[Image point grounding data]
/---

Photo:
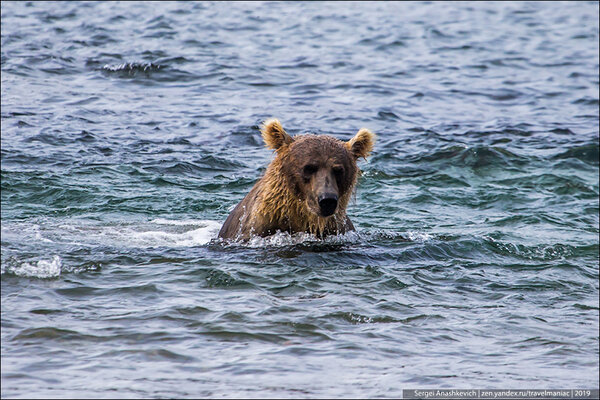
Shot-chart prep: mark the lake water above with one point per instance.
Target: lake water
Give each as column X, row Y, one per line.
column 130, row 131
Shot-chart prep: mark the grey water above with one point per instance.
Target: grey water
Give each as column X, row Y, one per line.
column 130, row 131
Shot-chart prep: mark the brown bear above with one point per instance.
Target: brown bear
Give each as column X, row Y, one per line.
column 306, row 188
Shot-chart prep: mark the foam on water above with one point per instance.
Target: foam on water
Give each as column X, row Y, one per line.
column 205, row 233
column 41, row 269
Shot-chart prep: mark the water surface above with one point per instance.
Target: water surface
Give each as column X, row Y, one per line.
column 130, row 131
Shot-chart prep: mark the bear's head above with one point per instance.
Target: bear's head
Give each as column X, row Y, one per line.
column 319, row 170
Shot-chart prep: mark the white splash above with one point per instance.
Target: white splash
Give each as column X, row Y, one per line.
column 41, row 269
column 206, row 231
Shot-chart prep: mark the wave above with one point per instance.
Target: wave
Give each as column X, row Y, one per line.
column 43, row 269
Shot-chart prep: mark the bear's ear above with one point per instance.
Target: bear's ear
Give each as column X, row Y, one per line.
column 274, row 135
column 361, row 144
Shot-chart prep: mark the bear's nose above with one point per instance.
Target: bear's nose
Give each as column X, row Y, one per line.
column 327, row 203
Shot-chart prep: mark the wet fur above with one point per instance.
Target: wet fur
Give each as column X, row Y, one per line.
column 278, row 201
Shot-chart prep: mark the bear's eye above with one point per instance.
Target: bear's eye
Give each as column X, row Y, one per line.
column 309, row 169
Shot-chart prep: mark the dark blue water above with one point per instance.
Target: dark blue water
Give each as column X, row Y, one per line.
column 130, row 131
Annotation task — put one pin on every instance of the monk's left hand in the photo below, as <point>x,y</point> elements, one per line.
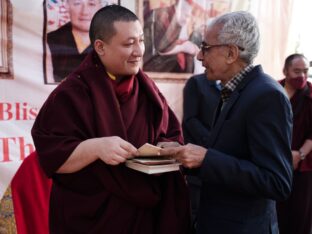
<point>191,156</point>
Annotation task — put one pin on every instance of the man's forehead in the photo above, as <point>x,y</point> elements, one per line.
<point>300,62</point>
<point>128,29</point>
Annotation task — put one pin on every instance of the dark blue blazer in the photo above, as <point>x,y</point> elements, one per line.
<point>248,164</point>
<point>200,99</point>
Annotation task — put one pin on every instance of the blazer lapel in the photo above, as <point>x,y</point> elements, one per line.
<point>219,119</point>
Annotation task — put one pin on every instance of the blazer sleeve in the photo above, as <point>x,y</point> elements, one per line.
<point>267,169</point>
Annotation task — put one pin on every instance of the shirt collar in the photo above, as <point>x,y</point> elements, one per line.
<point>231,85</point>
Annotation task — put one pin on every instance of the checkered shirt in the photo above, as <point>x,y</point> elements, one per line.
<point>231,85</point>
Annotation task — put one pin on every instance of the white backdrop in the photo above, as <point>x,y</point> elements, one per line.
<point>22,97</point>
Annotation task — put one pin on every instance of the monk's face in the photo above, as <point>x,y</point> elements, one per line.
<point>123,54</point>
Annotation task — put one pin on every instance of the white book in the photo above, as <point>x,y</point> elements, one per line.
<point>149,150</point>
<point>153,169</point>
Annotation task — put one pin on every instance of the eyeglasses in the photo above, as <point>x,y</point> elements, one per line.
<point>204,47</point>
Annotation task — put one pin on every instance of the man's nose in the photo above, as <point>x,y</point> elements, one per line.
<point>139,50</point>
<point>200,56</point>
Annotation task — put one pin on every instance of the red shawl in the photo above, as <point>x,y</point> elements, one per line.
<point>101,198</point>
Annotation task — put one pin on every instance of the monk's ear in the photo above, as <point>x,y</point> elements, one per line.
<point>99,47</point>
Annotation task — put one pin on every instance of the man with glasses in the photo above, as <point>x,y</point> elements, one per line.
<point>247,164</point>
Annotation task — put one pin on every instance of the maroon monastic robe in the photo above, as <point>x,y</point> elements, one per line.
<point>102,198</point>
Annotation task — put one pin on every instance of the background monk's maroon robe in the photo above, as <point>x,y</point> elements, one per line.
<point>101,198</point>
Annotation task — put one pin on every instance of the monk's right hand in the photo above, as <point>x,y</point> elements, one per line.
<point>114,150</point>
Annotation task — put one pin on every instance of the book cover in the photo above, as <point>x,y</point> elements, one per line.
<point>153,169</point>
<point>149,150</point>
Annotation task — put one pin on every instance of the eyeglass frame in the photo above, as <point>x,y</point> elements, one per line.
<point>204,47</point>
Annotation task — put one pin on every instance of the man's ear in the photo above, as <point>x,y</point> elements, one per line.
<point>233,54</point>
<point>99,47</point>
<point>284,71</point>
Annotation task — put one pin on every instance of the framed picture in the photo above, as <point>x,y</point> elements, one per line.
<point>66,35</point>
<point>6,66</point>
<point>173,31</point>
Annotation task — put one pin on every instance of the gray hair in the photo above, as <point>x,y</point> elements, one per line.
<point>240,28</point>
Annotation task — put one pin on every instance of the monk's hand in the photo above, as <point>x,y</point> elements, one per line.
<point>191,156</point>
<point>164,144</point>
<point>114,150</point>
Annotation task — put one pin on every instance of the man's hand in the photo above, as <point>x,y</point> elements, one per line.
<point>191,156</point>
<point>114,150</point>
<point>296,158</point>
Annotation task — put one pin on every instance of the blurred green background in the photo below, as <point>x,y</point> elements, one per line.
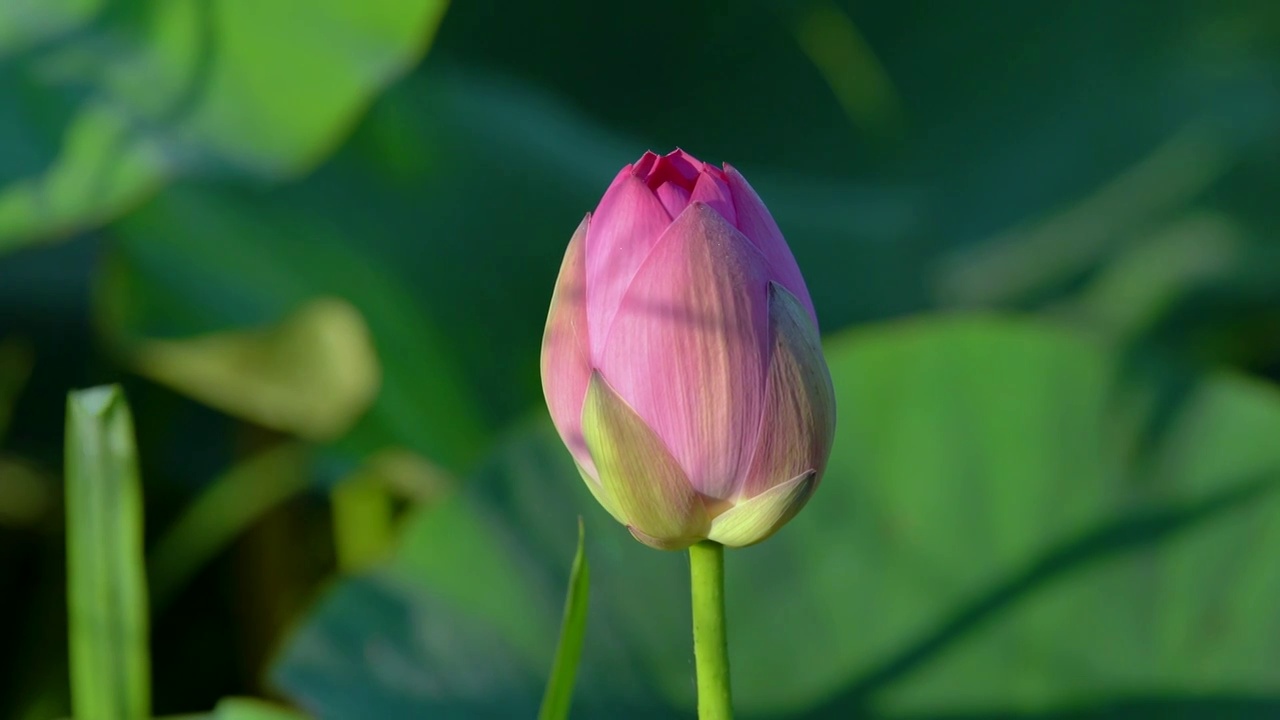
<point>315,241</point>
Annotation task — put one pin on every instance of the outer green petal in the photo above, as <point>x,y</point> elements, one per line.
<point>753,520</point>
<point>799,419</point>
<point>600,495</point>
<point>649,490</point>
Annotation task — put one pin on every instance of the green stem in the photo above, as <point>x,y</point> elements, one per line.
<point>711,641</point>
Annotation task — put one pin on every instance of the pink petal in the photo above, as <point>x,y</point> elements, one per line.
<point>644,165</point>
<point>673,197</point>
<point>566,367</point>
<point>757,223</point>
<point>624,229</point>
<point>676,168</point>
<point>800,404</point>
<point>686,347</point>
<point>713,190</point>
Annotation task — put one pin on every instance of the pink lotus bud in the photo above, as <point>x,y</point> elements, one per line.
<point>681,360</point>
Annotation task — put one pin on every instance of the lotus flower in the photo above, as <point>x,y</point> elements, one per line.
<point>681,360</point>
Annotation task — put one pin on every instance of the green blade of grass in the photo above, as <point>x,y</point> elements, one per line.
<point>105,579</point>
<point>560,687</point>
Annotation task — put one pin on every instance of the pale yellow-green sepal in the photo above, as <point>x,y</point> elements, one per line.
<point>755,519</point>
<point>649,491</point>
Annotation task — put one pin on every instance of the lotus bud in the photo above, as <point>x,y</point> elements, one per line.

\---

ASSIGNMENT
Write every record out again exactly as written. Pictures don't belong in the copy.

OUTPUT OF THE TASK
Photo:
Shot-chart prep: mark the lake water above with one point per instance.
Target: lake water
Give each as column X, row Y, one per line.
column 130, row 131
Shot-chart prep: mark the grey water above with one point per instance.
Target: grey water
Give each as column X, row Y, one per line.
column 130, row 131
Shot-chart prep: mark the brown bear above with one point per instance.
Target: brown bear
Give each as column X, row Y, one per line.
column 306, row 188
Shot-chart prep: mark the foam on water above with one point per instance.
Target: foam on water
Give each as column X, row Y, one per line.
column 205, row 233
column 41, row 269
Shot-chart prep: mark the water surface above with one point per instance.
Target: water surface
Give each as column X, row Y, one per line.
column 130, row 131
Shot-chart prep: mark the bear's head above with one point per instance.
Target: bear's head
Give each as column X, row Y, one per line.
column 319, row 170
Shot-chart prep: mark the white splash above with one point per instance.
Target: white splash
Give each as column X, row Y, one per line.
column 41, row 269
column 206, row 231
Shot-chart prep: mark the wave above with one point per instance.
Target: wave
Give each as column X, row Y, one per line.
column 43, row 269
Shot-chart prep: mark the bear's ear above with one point per instance.
Target: bear's ear
Give each as column X, row Y, one per line.
column 274, row 135
column 361, row 144
Shot-chart prep: mark the bear's nose above with one point per instance.
Target: bear's nose
Give each as column X, row Y, one per line.
column 327, row 203
Shot-chart prep: mark the wet fur above with one point per instance.
Target: wet fur
Give each as column X, row Y, one per line.
column 278, row 201
Shot-chart prep: mark the bear's eye above with one point per instance.
Target: bear's eye
Give each as column X, row Y, one per line.
column 309, row 169
Shot-chart prep: mark the dark blue water above with one point per instance.
Target: dark blue water
Give each as column X, row Y, one per line.
column 130, row 131
Annotation task — put one pin on every instance of the monk's left hand in the photo below, as <point>x,y</point> elements, one per line.
<point>191,156</point>
Annotation task — put one pin on every instance of the man's forehead in the photo above, as <point>x,y</point> elements, one per line.
<point>300,62</point>
<point>128,29</point>
Annotation task — put one pin on every instance of the dark blue blazer in the photo above, as <point>x,y</point> elements, one per line.
<point>248,164</point>
<point>200,99</point>
Annotation task — put one pin on every instance of the blazer lapel in the photo above, as <point>x,y</point> elements, one per line.
<point>219,119</point>
Annotation task — put one pin on every instance of the blazer sleeve in the photo above, as <point>x,y</point> elements, one per line.
<point>267,169</point>
Annotation task — put one pin on every instance of the shirt collar in the photo above, as <point>x,y</point> elements, one per line.
<point>231,85</point>
Annotation task — put one pin on every instance of the checkered shirt in the photo above, as <point>x,y</point> elements, one per line.
<point>231,85</point>
Annotation task — put one pin on every instance of the white backdrop in the photo above, as <point>x,y</point> elements, one per line.
<point>22,97</point>
Annotation task — put one pin on every instance of the monk's face in the photo above, as <point>x,y</point> elements, one per line.
<point>123,54</point>
Annotation task — put one pin on every instance of the white book in the photo above, as <point>x,y</point> elements, one per line.
<point>149,150</point>
<point>153,169</point>
Annotation task — put one pin on every instance of the eyeglasses in the photo above, as <point>x,y</point> elements, one per line.
<point>204,47</point>
Annotation task — put one pin on every instance of the man's nose in the photo above, as <point>x,y</point> elements, one per line.
<point>139,50</point>
<point>200,56</point>
Annotation task — put one pin on every instance of the red shawl in the photo above, as <point>x,y</point> elements, one per line.
<point>101,198</point>
Annotation task — put one pin on every instance of the monk's ear in the photo above, as <point>x,y</point> elements, one per line.
<point>99,47</point>
Annotation task — put one pin on every instance of the man with glasses in the photo above, as <point>x,y</point> elements, one per line.
<point>247,164</point>
Annotation task — put one pin on every instance of the maroon monastic robe in the photo above, as <point>x,y</point> elements, one per line.
<point>102,198</point>
Annotation task — put one pin on every instance of the background monk's maroon robe in the photo above, as <point>x,y</point> elements, one per line.
<point>101,198</point>
Annotation task — put one pin on every instance of the monk's right hand in the photo above, as <point>x,y</point> elements, one per line.
<point>114,150</point>
Annotation task — put one pin on every instance of the book cover in the photo above, as <point>x,y</point> elements, one per line.
<point>153,169</point>
<point>149,150</point>
Annotation task — put one pin on every instance of the eyeglass frame in the photo above, as <point>x,y</point> elements, one per line.
<point>204,47</point>
Annotation task — put one pin on every instance of the man's ear in the photo above, as <point>x,y</point> elements, one per line.
<point>233,54</point>
<point>99,47</point>
<point>284,71</point>
Annotation task — put one pin on every instance of the framed picture in the photo above, as <point>x,y</point> elements, one per line.
<point>66,35</point>
<point>6,66</point>
<point>173,31</point>
Annotation task — put one pin on every instance of the gray hair in the photo above, as <point>x,y</point> elements, one per line.
<point>240,28</point>
Annotation task — put one pin on every instance of the monk's hand in the photo above, as <point>x,y</point> elements, one per line.
<point>191,156</point>
<point>164,144</point>
<point>114,150</point>
Annotation task — put one pin on every instance of the man's hand in the photo above, as <point>x,y</point> elements, one per line.
<point>191,156</point>
<point>114,150</point>
<point>296,158</point>
Annotation task — put one pin on every instance of the blurred green background in the photo below, as <point>x,y</point> elements, one per line.
<point>315,241</point>
Annotation task — put one pin on every instance of the outer green petal in the photo above, as <point>x,y</point> elements, one per line.
<point>753,520</point>
<point>799,419</point>
<point>600,495</point>
<point>649,490</point>
Annotation task — put one pin on every instance of the green stem in the photo above, as <point>x,y</point> elements, one per line.
<point>711,641</point>
Annotation task — put one pin on every instance of the pink petal in the photo above, as <point>x,y</point> elements, one per line.
<point>644,165</point>
<point>673,197</point>
<point>566,367</point>
<point>757,223</point>
<point>624,229</point>
<point>676,168</point>
<point>800,404</point>
<point>686,347</point>
<point>713,190</point>
Annotation task — put one pin on every instance of the pink lotus bud in the photo above, as <point>x,y</point> elements, one per line.
<point>681,360</point>
Annotation task — put one pin on every instance of the lotus flower in the photo above, as <point>x,y</point> elements, one per line.
<point>681,360</point>
Annotation task — put one pin on every instance of the green blade of grass in the photo above, as <point>x,y</point> elements, one per line.
<point>105,579</point>
<point>560,687</point>
Annotation task — put one pin on every instance of the pale yellow-green sepal in the photo above, as <point>x,y</point> elements, one per line.
<point>755,519</point>
<point>649,491</point>
Annotation task — put one pin on every instance of the lotus bud in the photo above, as <point>x,y</point> elements, one per line.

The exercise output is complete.